::: TEXTO FORNECIDO :::

Europa, Américas do Norte e Central e Oceania notificaram, juntas, um
crescimento de 600 mil hectares.
A FAO
ressalta ainda que 17% da cobertura florestal do mundo está localizada em áreas
legalmente protegidas — o que equivale a 651 milhões de hectares. A América do
Sul tem a maior proporção de florestas protegidas (34%) do planeta,
principalmente por causa das contribuições do Brasil, onde 42% das florestas
está localizada dentro de áreas protegidas.
De acordo
com a agência da ONU, a maioria dos países implementou estruturas legais,
políticas e instituições para o uso sustentável e a conservação da
biodiversidade, mas estas são, muitas vezes, inadequadas ou insuficientes. Na
avaliação do organismo, é necessário melhorar a colaboração entre os políticos,
as organizações de produtores, os consumidores, o setor privado e as
organizações da sociedade civil nos setores da alimentação, da agricultura e do
meio ambiente.

:::

### INSTRUÇÕES DO EXERCÍCIO
Segundo o texto sobre as florestas do mundo, que porcentagem das florestas do Brasil está localizada dentro de áreas protegidas?

::: DADOS REGISTRADOS :::

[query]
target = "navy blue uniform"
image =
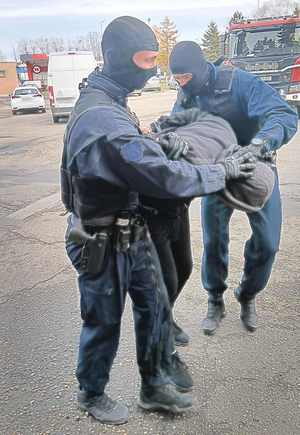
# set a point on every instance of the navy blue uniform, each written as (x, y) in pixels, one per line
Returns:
(103, 144)
(253, 109)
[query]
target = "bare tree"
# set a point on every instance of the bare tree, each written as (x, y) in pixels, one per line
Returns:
(2, 56)
(276, 8)
(91, 42)
(167, 35)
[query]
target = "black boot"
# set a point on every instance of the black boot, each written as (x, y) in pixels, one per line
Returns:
(178, 374)
(180, 337)
(163, 398)
(248, 311)
(215, 313)
(102, 408)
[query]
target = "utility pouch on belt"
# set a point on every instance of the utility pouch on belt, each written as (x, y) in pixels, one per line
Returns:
(94, 249)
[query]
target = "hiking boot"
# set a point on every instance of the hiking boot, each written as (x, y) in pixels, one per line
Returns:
(215, 313)
(180, 337)
(102, 408)
(178, 374)
(248, 311)
(164, 398)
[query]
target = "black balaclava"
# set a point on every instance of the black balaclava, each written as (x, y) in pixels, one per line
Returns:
(187, 57)
(122, 38)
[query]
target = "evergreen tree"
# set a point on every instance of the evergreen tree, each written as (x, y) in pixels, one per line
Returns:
(236, 17)
(166, 34)
(211, 42)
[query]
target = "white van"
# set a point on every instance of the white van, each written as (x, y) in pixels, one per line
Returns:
(66, 70)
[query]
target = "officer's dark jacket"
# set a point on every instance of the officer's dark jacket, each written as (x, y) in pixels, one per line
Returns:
(107, 157)
(252, 107)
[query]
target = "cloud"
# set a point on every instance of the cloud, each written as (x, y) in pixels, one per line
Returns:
(35, 8)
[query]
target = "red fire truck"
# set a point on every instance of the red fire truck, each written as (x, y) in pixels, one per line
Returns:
(269, 48)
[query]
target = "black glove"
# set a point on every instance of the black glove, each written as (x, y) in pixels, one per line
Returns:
(240, 165)
(173, 145)
(258, 147)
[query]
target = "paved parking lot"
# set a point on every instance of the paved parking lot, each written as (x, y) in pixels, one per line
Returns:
(245, 384)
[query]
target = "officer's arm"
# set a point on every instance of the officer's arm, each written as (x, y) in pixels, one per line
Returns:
(278, 121)
(143, 166)
(178, 103)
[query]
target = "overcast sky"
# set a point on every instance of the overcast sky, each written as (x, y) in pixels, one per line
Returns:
(67, 18)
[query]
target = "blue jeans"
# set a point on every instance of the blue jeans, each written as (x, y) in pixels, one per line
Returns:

:::

### RESPOSTA
42%.